-- Task statement --
Extract every line in the entries below that contains the word "cloud", and copy each one in full.

-- Record list --
.....

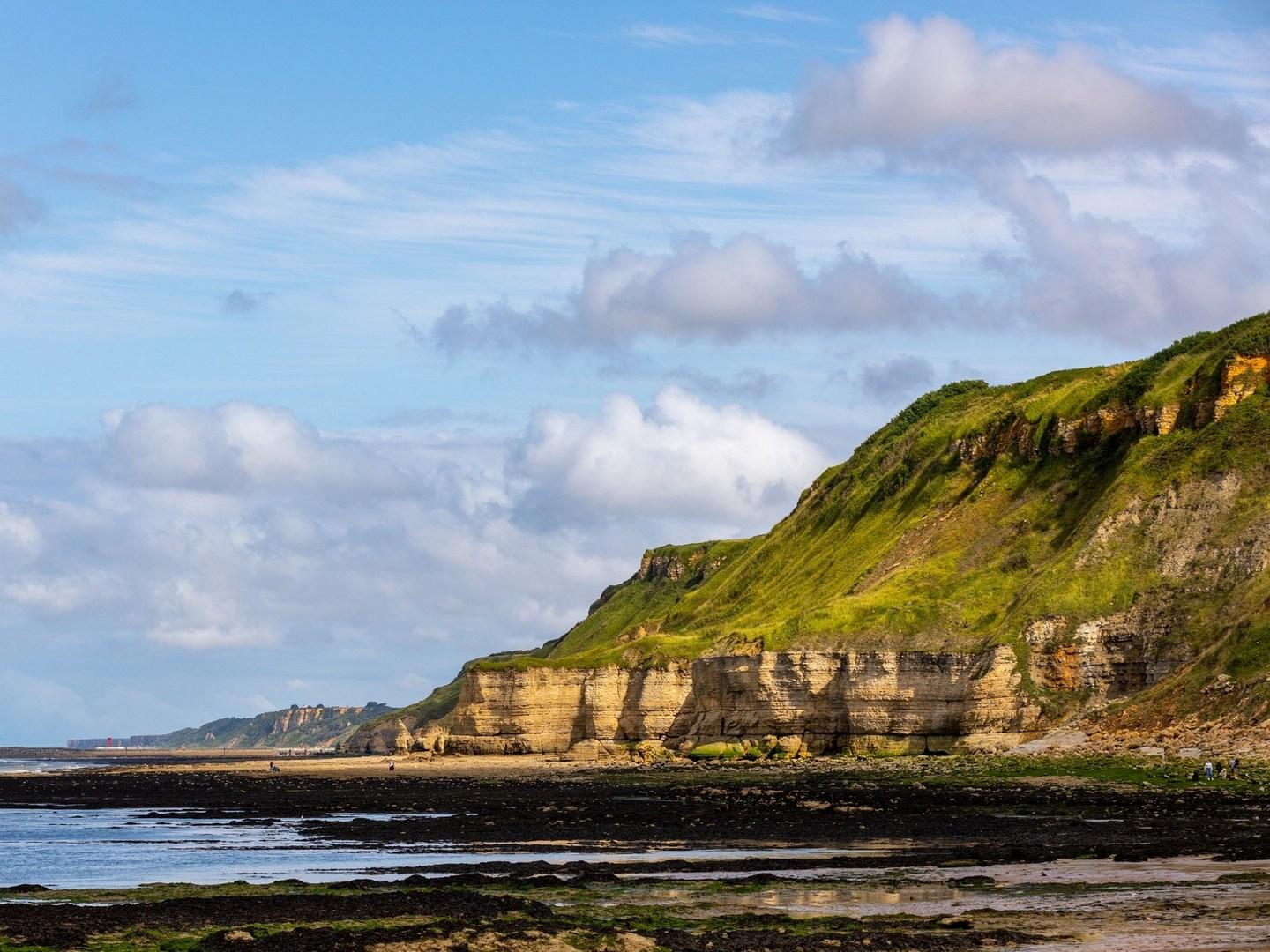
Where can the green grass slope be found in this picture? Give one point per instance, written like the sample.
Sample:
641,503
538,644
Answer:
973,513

.....

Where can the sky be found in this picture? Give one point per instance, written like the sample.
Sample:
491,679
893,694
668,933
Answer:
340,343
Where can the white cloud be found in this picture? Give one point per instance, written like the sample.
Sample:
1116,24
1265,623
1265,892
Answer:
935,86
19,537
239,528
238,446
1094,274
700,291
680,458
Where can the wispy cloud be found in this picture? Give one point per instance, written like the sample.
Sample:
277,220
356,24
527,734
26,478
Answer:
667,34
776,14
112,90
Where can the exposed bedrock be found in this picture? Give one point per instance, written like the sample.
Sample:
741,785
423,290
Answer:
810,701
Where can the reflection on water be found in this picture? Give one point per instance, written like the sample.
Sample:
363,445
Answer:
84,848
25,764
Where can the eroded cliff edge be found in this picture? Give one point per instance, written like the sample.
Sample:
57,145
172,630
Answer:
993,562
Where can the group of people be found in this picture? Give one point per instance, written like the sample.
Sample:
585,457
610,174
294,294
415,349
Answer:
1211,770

.....

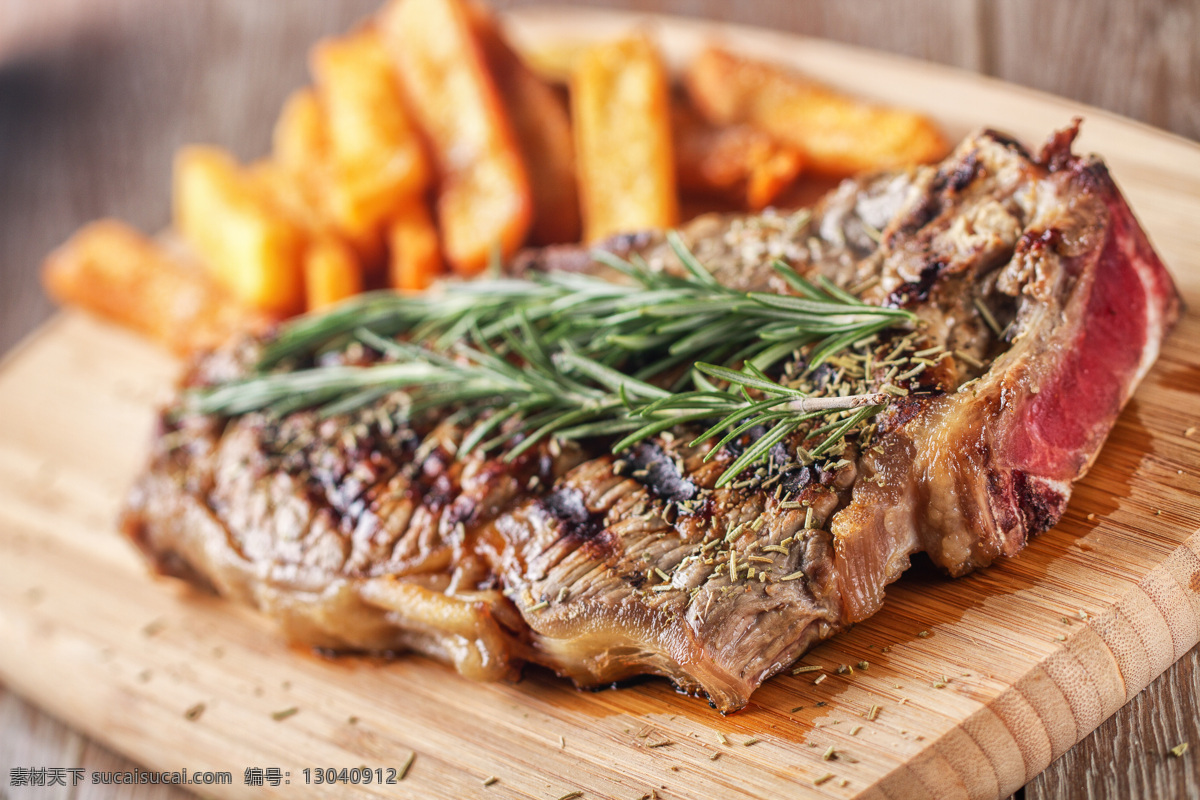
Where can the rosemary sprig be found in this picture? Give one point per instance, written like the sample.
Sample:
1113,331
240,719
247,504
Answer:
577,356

.....

-- Solution for this task --
Where can the white cloud be found in this picture? Give one point per instance, written like the sample.
Where can the wispy cloud be found in this picture? Give one point per instance, written like the sample.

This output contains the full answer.